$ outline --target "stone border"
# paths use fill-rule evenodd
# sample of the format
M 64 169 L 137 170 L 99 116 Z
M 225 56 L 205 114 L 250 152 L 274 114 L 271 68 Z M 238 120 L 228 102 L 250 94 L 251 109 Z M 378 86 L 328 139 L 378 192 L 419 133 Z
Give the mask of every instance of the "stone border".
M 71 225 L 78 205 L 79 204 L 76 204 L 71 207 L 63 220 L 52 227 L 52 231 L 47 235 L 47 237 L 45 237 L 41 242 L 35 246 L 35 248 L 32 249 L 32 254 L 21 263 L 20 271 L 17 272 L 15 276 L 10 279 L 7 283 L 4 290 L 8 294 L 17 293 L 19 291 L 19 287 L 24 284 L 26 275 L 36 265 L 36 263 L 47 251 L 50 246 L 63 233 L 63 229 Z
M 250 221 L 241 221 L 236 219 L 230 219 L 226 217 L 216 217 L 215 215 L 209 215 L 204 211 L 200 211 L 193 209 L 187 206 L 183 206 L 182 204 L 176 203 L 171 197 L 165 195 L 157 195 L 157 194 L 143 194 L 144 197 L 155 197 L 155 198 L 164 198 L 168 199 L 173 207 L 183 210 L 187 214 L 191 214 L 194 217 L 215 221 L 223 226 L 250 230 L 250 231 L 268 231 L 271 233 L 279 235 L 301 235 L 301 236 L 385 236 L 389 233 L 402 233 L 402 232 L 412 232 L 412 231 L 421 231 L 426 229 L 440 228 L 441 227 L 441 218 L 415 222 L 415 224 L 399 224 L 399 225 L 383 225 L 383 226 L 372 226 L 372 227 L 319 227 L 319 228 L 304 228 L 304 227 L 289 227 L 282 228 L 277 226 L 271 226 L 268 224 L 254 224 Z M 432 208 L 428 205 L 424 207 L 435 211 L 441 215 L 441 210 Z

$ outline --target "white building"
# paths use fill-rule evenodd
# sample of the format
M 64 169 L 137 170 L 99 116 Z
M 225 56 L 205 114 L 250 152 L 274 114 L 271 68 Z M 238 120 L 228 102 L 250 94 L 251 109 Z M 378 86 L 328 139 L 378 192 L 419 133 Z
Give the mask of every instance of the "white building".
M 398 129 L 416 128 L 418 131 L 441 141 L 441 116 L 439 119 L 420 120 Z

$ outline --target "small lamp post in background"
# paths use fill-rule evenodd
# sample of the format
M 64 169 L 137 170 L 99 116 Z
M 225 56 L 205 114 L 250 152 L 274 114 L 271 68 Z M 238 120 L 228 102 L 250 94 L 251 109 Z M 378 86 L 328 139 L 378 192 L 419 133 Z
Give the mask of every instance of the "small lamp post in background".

**TASK OBJECTIVE**
Copy all of the lines above word for word, with no changes.

**TASK ANSWER**
$ outline --target "stone border"
# paths use fill-rule evenodd
# sample of the format
M 64 169 L 137 170 L 99 116 Z
M 225 56 L 205 114 L 250 152 L 274 114 L 271 68 Z M 238 120 L 228 102 L 250 94 L 251 109 Z M 378 86 L 328 139 L 378 192 L 419 133 Z
Give the mask of every instance of the "stone border".
M 71 225 L 78 205 L 79 204 L 76 204 L 71 207 L 63 220 L 52 227 L 52 231 L 47 235 L 47 237 L 45 237 L 41 242 L 35 246 L 35 248 L 32 249 L 32 254 L 21 263 L 20 271 L 17 272 L 15 276 L 10 279 L 7 283 L 4 290 L 8 294 L 17 293 L 19 291 L 19 287 L 24 284 L 26 275 L 36 265 L 36 263 L 47 251 L 50 246 L 63 233 L 63 229 Z
M 250 221 L 241 221 L 236 219 L 230 219 L 226 217 L 216 217 L 215 215 L 209 215 L 204 211 L 200 211 L 193 209 L 187 206 L 183 206 L 182 204 L 176 203 L 171 197 L 165 195 L 157 195 L 157 194 L 143 194 L 144 197 L 155 197 L 155 198 L 164 198 L 168 199 L 173 207 L 183 210 L 187 214 L 191 214 L 194 217 L 215 221 L 223 226 L 250 230 L 250 231 L 268 231 L 271 233 L 279 235 L 301 235 L 301 236 L 385 236 L 389 233 L 402 233 L 402 232 L 412 232 L 412 231 L 421 231 L 426 229 L 440 228 L 441 227 L 441 218 L 415 222 L 415 224 L 399 224 L 399 225 L 383 225 L 383 226 L 372 226 L 372 227 L 319 227 L 319 228 L 304 228 L 304 227 L 289 227 L 282 228 L 277 226 L 271 226 L 268 224 L 254 224 Z M 432 208 L 428 205 L 424 207 L 435 211 L 441 215 L 441 210 Z

$ outline --target "white building"
# paths use fill-rule evenodd
# sample of the format
M 64 169 L 137 170 L 99 116 Z
M 225 56 L 205 114 L 250 152 L 274 114 L 271 68 Z M 238 120 L 228 102 L 250 94 L 251 109 Z M 378 86 L 328 139 L 378 192 L 419 133 Z
Give the mask of every instance of the "white building".
M 398 129 L 416 128 L 418 131 L 441 141 L 441 116 L 439 119 L 420 120 Z

$ outline --target "small lamp post in background"
# paths use fill-rule evenodd
# sample of the format
M 64 169 L 137 170 L 99 116 Z
M 225 56 L 205 114 L 250 152 L 274 114 L 271 68 Z M 238 120 L 228 102 L 250 94 L 251 109 Z M 378 86 L 328 139 L 378 192 L 419 133 Z
Give the mask of every instance of the "small lamp post in background".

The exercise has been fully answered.